─── DATA
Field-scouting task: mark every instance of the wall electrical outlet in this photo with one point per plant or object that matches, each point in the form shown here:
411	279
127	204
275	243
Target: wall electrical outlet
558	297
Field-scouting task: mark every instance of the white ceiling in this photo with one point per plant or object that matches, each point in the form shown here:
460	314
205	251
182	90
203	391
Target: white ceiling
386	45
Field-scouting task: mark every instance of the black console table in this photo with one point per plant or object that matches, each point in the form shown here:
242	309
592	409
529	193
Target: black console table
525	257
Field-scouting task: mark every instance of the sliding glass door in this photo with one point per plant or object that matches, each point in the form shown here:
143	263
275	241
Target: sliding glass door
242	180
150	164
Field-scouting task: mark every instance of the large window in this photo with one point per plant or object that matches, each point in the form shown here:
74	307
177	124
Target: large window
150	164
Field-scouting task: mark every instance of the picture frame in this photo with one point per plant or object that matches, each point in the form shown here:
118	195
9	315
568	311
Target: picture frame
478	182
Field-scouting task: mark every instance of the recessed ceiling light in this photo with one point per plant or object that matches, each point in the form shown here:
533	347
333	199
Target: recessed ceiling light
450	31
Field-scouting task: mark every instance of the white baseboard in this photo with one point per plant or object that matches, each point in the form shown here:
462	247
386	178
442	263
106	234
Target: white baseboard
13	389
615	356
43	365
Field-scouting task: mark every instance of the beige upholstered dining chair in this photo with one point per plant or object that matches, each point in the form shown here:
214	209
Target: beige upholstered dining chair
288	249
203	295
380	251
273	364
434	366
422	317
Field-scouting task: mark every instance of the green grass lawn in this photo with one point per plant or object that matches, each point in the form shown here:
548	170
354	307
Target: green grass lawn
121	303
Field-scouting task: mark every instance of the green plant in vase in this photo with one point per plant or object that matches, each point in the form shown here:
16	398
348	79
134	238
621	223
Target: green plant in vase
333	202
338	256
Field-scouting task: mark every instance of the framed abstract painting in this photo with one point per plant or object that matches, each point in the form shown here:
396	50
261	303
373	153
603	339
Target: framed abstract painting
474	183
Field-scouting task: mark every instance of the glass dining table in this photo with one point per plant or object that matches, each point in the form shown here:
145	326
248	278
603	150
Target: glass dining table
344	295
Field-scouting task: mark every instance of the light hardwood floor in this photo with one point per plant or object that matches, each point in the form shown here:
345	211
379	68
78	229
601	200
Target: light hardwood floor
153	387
──────
- _TASK STATEMENT_
Repeat each record exactly, leaving nothing out.

- _SOLUTION FOR THIS PROBLEM_
Field-scouting task: mark every instance of the wall electrical outlet in this photo with one point per plant or object that matches, each point in the form shown here:
411	279
127	204
275	243
Target: wall electrical outlet
558	297
Field-scouting task: mark every instance of the white ceiling in this photo with one point per plant or object that matches, each point in the form shown here:
460	314
205	251
182	90
203	391
Target: white ceiling
386	45
Field-scouting task: mark every instance of the black console table in this photo with one point per plant or object that matches, each point in the form shown here:
242	309
592	409
529	193
Target: black console table
525	257
Field-scouting task: mark every instance of the sliding glass door in this photo with one point per plant or object that matches, each point in the form shown here:
143	263
275	241
Target: sliding glass door
242	180
150	164
Field-scouting task: mark every instance of the large window in this photo with one point per plant or object that matches, each point in the form shown here:
74	307
177	124
Target: large window
150	164
Field-scouting task: mark every instance of the picture frame in this photo with one point per plant or object that matches, each point in the form shown here:
118	195
9	315
568	311
Target: picture frame
478	182
Field-scouting task: mark every instance of the recessed ceiling light in this photo with one point per plant or object that matches, each point in the form shown here:
533	347
333	199
Target: recessed ceiling light
450	31
Field-scouting task: mark every instance of the white baseboard in this photo with one point per plant or object that matches, each point in the form shown here:
462	247
386	178
442	263
106	234
Target: white baseboard
13	389
615	356
43	365
Field-scouting task: mark every instance of the beige upholstered dining chair in this photo with one point per plant or object that matches, each point in the form shown here:
214	209
Target: beige upholstered dining chair
288	249
203	295
380	251
273	364
434	366
422	317
Field-scouting task: mark every instance of the green grass lawn in this photo with one point per plant or object that matches, each point in the form shown here:
548	170
354	307
Target: green grass lawn
121	303
Field-scouting task: mark every instance of the green plant in vase in this photo with one point per plant or object that matches, each point in the form shown here:
16	398
348	79
134	238
621	223
Target: green plant in vase
333	202
338	256
Field-scouting task: mark every instance of the framed abstract painting in this photo with one point per plant or object that matches, each point in the form shown here:
396	50
261	303
373	153
603	339
Target: framed abstract painting
474	183
Field-scouting task: mark every instance of the glass dining table in this photo with one point per plant or object that matches, each point in the form shown here:
145	326
248	278
603	150
Target: glass dining table
344	295
Field-scouting task: mark every instance of the light hardwood floor in this photo with one point per plant or object that matches, each point in the form shown here:
345	211
379	68
78	229
601	200
Target: light hardwood floor
153	387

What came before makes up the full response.